* Short task 1: Copy the awx_web probe thread again, starting at the words "if I test if" and ending after "awx_web is deployed.", with "ncat" in place of "netcat".
* Short task 2: In the awx_web probe thread, what initialDelaySeconds value did the answerer find was enough?

* Excerpted passage:
----------

8

I keep getting this error when I try to setup liveness & readiness prob for my awx_web container

Liveness probe failed: Get http://POD_IP:8052/: dial tcp POD_IP:8052: connect: connection refused

Liveness & Readiness section in my deployment for the container awx_web

          ports:
          - name: http
            containerPort: 8052 # the port of the container awx_web
            protocol: TCP
          livenessProbe:
            httpGet:
              path: /
              port: 8052
            initialDelaySeconds: 5
            periodSeconds: 5
          readinessProbe:
            httpGet:
              path: /
              port: 8052
            initialDelaySeconds: 5
            periodSeconds: 5

if I test if the port 8052 is open or not from another pod in the same namespace as the pod that contains the container awx_web or if I test using a container deployed in the same pod as the container awx_web i get this (port is open)

/ # nc -vz POD_IP 8052
POD_IP  (POD_IP :8052) open

I get the same result (port 8052 is open) if I use netcat (nc) from the worker node where pod containing the container awx_web is deployed.

for info I use a NodePort service that redirect traffic to that container (awx_web)

type: NodePort
ports:
- name: http
  port: 80
  targetPort: 8052
  nodePort: 30100
Bergi
  • 630,263
  • 148
  • 957
  • 1,375
Abderrahmane
  • 385
  • 2
  • 3
  • 14

3 Answers3

11

I recreated your issue and it looks like your problem is caused by too small value of initialDelaySeconds for the liveness probe.

It takes more than 5s for awx container to open 8052 port. You need to wait a bit longer for it to start. I have found out that setting it to 15s is enough for me, but you may require some tweaking.

----------

* Data block:

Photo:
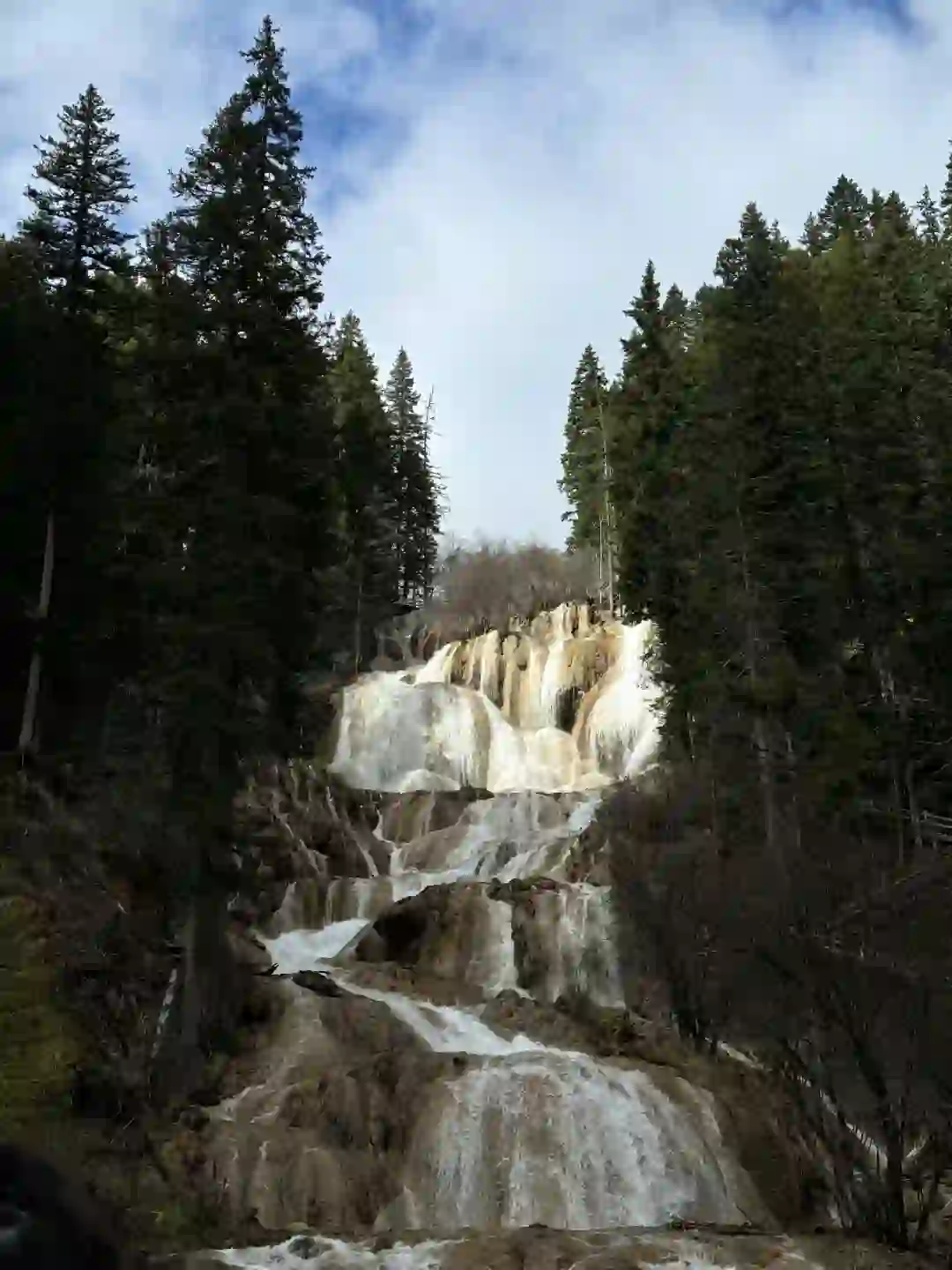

----------

* Exercise response 1:
if I test if the port 8052 is open or not from another pod in the same namespace as the pod that contains the container awx_web or if I test using a container deployed in the same pod as the container awx_web i get this (port is open)

/ # nc -vz POD_IP 8052
POD_IP  (POD_IP :8052) open

I get the same result (port 8052 is open) if I use ncat (nc) from the worker node where pod containing the container awx_web is deployed.

* Exercise response 2: 15s